YOUR INSTRUCTIONS = Rewrite the items below, replacing "marker" with "point" everywhere it occurs and keeping everything else unchanged. Leave the pictures out of your answer.

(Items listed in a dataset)
— START —
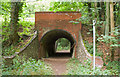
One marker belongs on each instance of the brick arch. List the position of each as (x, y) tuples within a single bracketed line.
[(47, 42), (48, 21)]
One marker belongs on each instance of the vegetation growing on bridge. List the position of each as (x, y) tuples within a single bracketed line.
[(16, 29)]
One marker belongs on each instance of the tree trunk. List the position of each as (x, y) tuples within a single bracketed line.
[(112, 28), (107, 19), (111, 18), (15, 8)]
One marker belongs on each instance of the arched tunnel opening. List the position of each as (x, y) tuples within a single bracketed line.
[(48, 43)]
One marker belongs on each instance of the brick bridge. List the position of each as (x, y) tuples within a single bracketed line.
[(52, 26)]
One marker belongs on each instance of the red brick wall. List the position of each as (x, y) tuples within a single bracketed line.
[(46, 21)]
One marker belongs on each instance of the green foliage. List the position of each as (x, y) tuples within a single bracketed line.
[(109, 38), (74, 67), (27, 26), (29, 67)]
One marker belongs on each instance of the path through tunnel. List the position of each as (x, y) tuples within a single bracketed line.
[(48, 41)]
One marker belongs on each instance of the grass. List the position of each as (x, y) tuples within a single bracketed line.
[(74, 67), (29, 67)]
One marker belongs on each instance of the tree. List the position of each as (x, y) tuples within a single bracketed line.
[(107, 19), (112, 28), (15, 9)]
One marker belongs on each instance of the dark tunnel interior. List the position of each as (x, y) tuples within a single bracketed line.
[(48, 42)]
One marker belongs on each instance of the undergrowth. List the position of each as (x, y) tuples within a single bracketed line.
[(29, 67), (74, 67)]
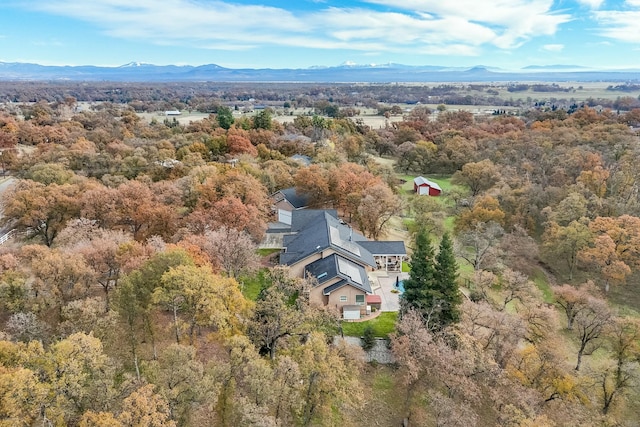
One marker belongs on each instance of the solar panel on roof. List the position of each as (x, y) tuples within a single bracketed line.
[(350, 270), (334, 234)]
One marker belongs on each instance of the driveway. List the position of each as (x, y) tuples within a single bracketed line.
[(383, 283)]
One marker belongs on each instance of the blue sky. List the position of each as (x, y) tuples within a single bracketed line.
[(508, 34)]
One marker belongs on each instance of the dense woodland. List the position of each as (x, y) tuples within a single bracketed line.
[(125, 286)]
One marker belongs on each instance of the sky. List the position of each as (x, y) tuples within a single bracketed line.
[(508, 34)]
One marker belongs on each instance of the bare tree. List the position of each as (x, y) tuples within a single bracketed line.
[(479, 246), (589, 325), (233, 249)]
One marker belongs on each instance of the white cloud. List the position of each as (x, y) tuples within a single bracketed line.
[(620, 25), (553, 47), (593, 4), (417, 26)]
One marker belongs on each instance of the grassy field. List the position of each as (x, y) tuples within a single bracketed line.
[(382, 325)]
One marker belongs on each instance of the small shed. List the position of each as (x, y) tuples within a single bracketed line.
[(351, 312), (422, 186), (375, 301)]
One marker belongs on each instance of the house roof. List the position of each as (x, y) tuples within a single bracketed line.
[(298, 201), (374, 299), (420, 180), (333, 266), (317, 230), (384, 248)]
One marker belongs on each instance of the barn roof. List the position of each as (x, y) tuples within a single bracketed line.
[(420, 180)]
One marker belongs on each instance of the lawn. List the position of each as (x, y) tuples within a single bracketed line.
[(382, 325), (251, 285)]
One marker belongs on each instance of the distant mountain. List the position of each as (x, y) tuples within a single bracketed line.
[(555, 67), (345, 73)]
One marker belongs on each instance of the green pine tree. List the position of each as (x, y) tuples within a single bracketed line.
[(417, 288), (446, 275)]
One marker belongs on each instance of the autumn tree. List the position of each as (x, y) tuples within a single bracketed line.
[(41, 210), (621, 375), (485, 209), (224, 115), (376, 208), (615, 249), (329, 377), (202, 298), (280, 311), (134, 296), (427, 362), (479, 246), (103, 255), (589, 326), (572, 300), (478, 176), (314, 182), (232, 249), (180, 382), (563, 244)]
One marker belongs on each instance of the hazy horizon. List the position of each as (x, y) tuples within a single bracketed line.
[(244, 34)]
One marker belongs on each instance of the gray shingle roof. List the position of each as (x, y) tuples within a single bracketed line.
[(333, 266), (317, 230), (384, 248)]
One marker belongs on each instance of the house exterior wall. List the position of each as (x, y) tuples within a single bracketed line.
[(350, 292), (284, 205), (316, 297)]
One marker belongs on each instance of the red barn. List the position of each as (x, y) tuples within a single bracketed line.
[(422, 185)]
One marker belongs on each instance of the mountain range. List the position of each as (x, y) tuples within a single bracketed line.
[(347, 73)]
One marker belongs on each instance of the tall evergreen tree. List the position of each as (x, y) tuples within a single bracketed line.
[(431, 288), (445, 283), (417, 288)]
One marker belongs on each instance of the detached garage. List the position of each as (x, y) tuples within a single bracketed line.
[(351, 312), (422, 186)]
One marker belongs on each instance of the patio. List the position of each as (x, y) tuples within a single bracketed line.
[(382, 283)]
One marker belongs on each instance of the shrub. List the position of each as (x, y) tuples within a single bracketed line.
[(368, 338)]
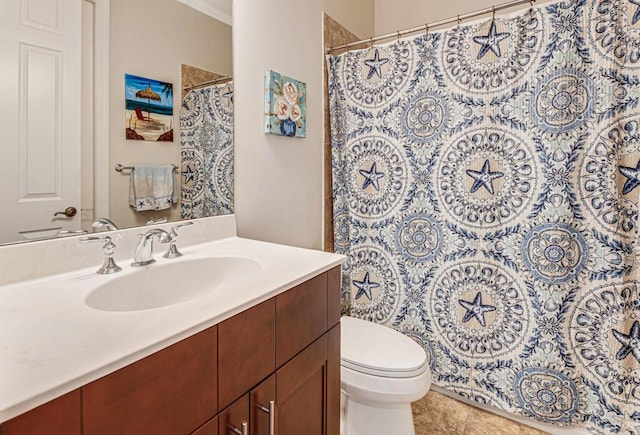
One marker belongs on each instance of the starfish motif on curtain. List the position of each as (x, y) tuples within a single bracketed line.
[(375, 65), (632, 174), (636, 15), (475, 309), (484, 178), (492, 40), (371, 177), (630, 342), (365, 286), (188, 174)]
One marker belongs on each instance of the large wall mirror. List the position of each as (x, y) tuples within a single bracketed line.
[(60, 104)]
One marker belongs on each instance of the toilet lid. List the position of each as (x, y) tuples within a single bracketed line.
[(380, 351)]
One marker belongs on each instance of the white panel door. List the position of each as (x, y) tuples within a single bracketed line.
[(40, 53)]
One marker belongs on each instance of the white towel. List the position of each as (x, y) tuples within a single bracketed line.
— END —
RESPONSE TO THIS TASK =
One point belongs on each instance of the brick arch. List the position of each as (x, y) tuples within a single bracketed line.
[(47, 42), (48, 21)]
One point belongs on each instance of the vegetation growing on bridge. List the position of each as (x, y) tuples within a single bracketed line.
[(16, 29)]
One point belongs on each instance of the tree trunk. List the position of each as (x, y) tuples within a single bracketed line.
[(112, 28), (107, 19), (111, 18), (15, 8)]
One point belongs on each instance of the arched tunnel opening. List the position of each as (x, y) tuples within a single bracketed line.
[(48, 43)]
One point belongs on each instance of the brick bridge. List the position of each as (x, y) tuples within a single bracketed line.
[(52, 26)]
One point belongs on each instance of the red brick wall. List the position of each as (x, y) tuples within a single bracketed line.
[(46, 21)]
One point belongs on each instance of the green foliage. List the position of each as (x, y) tuples within a single bracketed line.
[(109, 38), (74, 67), (27, 26), (29, 67)]
One point belongs on each instance of the path through tunnel. List the position of each as (x, y) tuples within a single bracketed line.
[(48, 41)]
One point belongs on each instance of the grass. List the position of each as (x, y) tuples within a single bracketed line.
[(74, 67), (29, 67)]
One point belongs on each instance of the tree. List the position of each as (x, y) tuples within a single bracketed line.
[(107, 19), (112, 28), (15, 9)]
One point belongs on each instance of the dark tunnel interior. List the position of each as (x, y) tuples within a single bracketed line.
[(48, 42)]
One point belongs on each instance of the undergrowth. List the position of each as (x, y) tuples within a single bracketed line.
[(29, 67), (74, 67)]
One point belongs on each instance of the solar panel on roof. List the position of each as (x, y) tuples within a single bracketed line.
[(350, 270), (334, 234)]
One point belongs on each instance of the driveway. List the position of each as (x, y) tuples within a single bracketed line.
[(383, 283)]
One point belongs on each instance of the blue sky. List the position of each as (x, y) tuples within a single bracketed line.
[(508, 34)]
One point belongs on each instance of the dense woodland. List the position of each as (x, y) tuples within a single bracketed line.
[(125, 286)]
One point belongs on each instance of the sky. List the position of each as (x, y) tuples within a single bracketed line.
[(508, 34)]
One point belongs on each instance of the bare tree. List the position of each as (x, y) tuples within a single bracketed line.
[(479, 246), (589, 325), (233, 249)]
One point belongs on each instance of the white cloud. List the position of each as (x, y) tuples within a single bracketed line.
[(620, 25), (553, 47), (593, 4), (417, 26)]
One point belongs on each instance of the grassy field. List the position of each as (x, y) tuples within a single bracketed line.
[(382, 325)]
One point belongs on each instance of the small shed. List the position of each as (x, y) tuples within a single bracketed line.
[(351, 312), (422, 186), (375, 301)]
One point belongs on each instance of the house roof. List the position of each as (x, y) tuples within a single bracketed line.
[(298, 201), (374, 299), (420, 180), (333, 266), (317, 230), (384, 248)]
One point belongs on each instance of the barn roof. List the position of each as (x, y) tuples within a single bracketed line.
[(420, 180)]
One point belongs on each instance of the lawn. List the position of each as (x, y) tuples within a single bracketed line.
[(382, 325), (251, 285)]
One point belongs on each instance of the distant mountain. List the position of each as (x, y) tuples within a single bracketed line.
[(555, 67), (345, 73)]
One point belongs on each instance of the green pine tree. List the position of each as (x, y) tuples within a single bracketed line.
[(417, 288), (446, 275)]
One point belongs on each instance of the autumn tree. List the position of each as (x, y) tuples within a single bracketed line.
[(41, 210), (621, 375), (485, 209), (224, 115), (376, 208), (615, 249), (329, 377), (202, 298), (280, 311), (134, 296), (427, 362), (479, 246), (103, 255), (589, 326), (572, 300), (478, 176), (314, 182), (232, 249), (180, 382), (563, 244)]
One point belongs on each instance of the hazy horizon. List the position of each as (x, y) tuples within a single bracketed line.
[(244, 34)]
One point belongs on each instance of the gray shingle roof. List the position of each as (x, y) tuples within a single bracketed line.
[(333, 266), (317, 230), (384, 248)]
One point belongs on each instance of the house exterior wall. List the position of each as (x, y) tuples within a single bracketed line.
[(350, 292), (284, 205), (316, 297)]
One point belongs on each instance of the red barn. List the position of each as (x, y) tuples within a single bracketed line.
[(422, 185)]
One point belongs on each instance of the mountain range. List the position of each as (x, y) tuples within a single bracketed line.
[(347, 73)]
One point belongs on each instance of the tall evergreen tree. List the position of each as (x, y) tuples within a single bracketed line.
[(431, 288), (445, 283), (417, 288)]
One point belongs on each instance of the detached garage. List the position of each as (x, y) tuples within a single bracketed line.
[(351, 312), (422, 186)]
One point belongs on each instance of the patio. List the position of each as (x, y) tuples within a single bracketed line.
[(382, 283)]
One point belongs on each instance of the shrub. List the position of each as (x, y) tuples within a single bracketed line.
[(368, 338)]
One point belongs on each instance of the starfish motif on curtain. List the position of each as (x, y) tuples within a single bracketed line.
[(375, 65), (632, 174), (636, 15), (475, 309), (484, 178), (492, 40), (371, 177), (630, 342), (365, 286), (188, 174)]
One point belongs on each instance of the large wall mirror. List the position of each as (x, y) tuples within a single bracketed line.
[(60, 104)]
One point belongs on each instance of the toilet lid. List the position of each as (x, y) tuples within a single bracketed line.
[(380, 351)]
One point belongs on each instance of the white panel door. List the position of each as (x, y) tuples within a single bracketed line.
[(40, 53)]
One point belongs on each instance of the white towel. List the position of each as (x, y) tuples within a single bracketed line.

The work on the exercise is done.